Repeat exactly the opening lines of the records, ending with the line that contains "# place a dot on each instance of the arched window".

Referring expression data
* * * * * * *

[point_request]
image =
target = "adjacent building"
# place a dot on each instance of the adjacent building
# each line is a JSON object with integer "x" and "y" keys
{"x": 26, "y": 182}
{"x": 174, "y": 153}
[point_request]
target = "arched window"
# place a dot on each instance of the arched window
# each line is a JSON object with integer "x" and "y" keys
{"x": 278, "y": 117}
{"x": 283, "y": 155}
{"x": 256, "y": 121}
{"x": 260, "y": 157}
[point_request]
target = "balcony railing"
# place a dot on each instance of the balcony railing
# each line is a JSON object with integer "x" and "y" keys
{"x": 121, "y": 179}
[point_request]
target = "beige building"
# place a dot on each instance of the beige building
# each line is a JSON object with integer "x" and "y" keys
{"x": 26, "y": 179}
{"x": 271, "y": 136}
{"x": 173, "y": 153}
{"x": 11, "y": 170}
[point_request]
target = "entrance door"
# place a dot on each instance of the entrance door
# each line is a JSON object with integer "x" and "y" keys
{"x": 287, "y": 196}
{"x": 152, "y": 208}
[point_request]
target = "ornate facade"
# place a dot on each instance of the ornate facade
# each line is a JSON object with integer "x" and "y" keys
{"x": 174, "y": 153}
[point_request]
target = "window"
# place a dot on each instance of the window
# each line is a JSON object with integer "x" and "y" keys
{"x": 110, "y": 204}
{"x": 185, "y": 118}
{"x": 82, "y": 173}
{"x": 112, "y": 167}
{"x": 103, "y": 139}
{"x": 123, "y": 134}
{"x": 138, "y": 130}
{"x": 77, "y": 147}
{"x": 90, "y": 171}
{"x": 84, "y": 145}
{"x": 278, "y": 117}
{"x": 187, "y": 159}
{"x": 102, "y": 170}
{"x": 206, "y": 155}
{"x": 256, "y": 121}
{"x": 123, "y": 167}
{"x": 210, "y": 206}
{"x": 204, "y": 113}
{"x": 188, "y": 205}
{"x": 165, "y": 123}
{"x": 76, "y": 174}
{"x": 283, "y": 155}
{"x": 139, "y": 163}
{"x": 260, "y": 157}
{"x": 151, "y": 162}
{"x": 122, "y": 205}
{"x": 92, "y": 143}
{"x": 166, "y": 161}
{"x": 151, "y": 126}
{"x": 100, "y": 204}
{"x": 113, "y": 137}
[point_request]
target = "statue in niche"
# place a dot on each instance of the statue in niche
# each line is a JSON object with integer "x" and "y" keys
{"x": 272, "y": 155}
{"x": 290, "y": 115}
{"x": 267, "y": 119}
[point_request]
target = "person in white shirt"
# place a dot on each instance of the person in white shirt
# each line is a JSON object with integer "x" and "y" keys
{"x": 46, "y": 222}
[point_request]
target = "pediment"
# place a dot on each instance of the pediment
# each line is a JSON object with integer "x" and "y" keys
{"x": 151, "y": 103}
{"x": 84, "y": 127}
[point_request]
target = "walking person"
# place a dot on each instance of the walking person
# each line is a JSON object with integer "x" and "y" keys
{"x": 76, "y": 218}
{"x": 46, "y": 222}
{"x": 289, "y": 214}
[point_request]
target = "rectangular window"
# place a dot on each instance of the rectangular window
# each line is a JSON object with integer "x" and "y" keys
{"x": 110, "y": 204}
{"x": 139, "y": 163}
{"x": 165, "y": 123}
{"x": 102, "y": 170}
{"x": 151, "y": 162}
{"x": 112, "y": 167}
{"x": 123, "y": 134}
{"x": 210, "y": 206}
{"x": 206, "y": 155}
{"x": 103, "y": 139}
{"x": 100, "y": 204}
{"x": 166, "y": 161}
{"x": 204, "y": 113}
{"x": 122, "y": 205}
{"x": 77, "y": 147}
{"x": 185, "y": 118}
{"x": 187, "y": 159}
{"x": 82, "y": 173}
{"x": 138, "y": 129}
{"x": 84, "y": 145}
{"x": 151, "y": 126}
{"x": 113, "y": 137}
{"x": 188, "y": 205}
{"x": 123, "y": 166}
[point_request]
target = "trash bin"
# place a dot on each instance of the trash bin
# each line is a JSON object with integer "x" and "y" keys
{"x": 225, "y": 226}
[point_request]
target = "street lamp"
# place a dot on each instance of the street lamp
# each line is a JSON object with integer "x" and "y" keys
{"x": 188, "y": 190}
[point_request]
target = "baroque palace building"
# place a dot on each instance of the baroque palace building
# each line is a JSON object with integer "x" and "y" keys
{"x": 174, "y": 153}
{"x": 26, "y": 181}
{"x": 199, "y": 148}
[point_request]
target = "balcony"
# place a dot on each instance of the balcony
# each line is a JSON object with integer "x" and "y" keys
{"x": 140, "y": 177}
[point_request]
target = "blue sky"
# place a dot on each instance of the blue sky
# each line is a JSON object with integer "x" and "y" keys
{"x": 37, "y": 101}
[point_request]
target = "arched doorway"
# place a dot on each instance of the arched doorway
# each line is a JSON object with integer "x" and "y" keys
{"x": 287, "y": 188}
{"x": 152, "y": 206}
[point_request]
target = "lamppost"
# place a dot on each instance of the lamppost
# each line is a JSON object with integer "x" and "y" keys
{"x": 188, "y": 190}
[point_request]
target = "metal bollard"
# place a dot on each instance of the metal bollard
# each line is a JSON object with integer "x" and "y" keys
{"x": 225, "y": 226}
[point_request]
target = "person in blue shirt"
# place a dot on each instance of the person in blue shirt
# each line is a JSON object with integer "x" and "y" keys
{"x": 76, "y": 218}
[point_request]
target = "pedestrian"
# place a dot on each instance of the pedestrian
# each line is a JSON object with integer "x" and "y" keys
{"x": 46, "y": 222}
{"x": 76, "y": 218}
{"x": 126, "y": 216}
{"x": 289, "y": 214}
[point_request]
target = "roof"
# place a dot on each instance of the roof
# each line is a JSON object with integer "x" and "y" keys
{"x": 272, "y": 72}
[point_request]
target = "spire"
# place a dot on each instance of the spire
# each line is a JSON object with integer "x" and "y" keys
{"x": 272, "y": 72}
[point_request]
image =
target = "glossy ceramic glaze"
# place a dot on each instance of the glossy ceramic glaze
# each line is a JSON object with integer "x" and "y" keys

* * * * * * *

# Answer to the problem
[point_request]
image =
target = "adjacent building"
# place a dot on each instance of the adjacent building
# each line is a JSON object with integer "x" and "y" keys
{"x": 26, "y": 182}
{"x": 174, "y": 153}
[point_request]
target = "arched window"
# place a dot on each instance of the arched window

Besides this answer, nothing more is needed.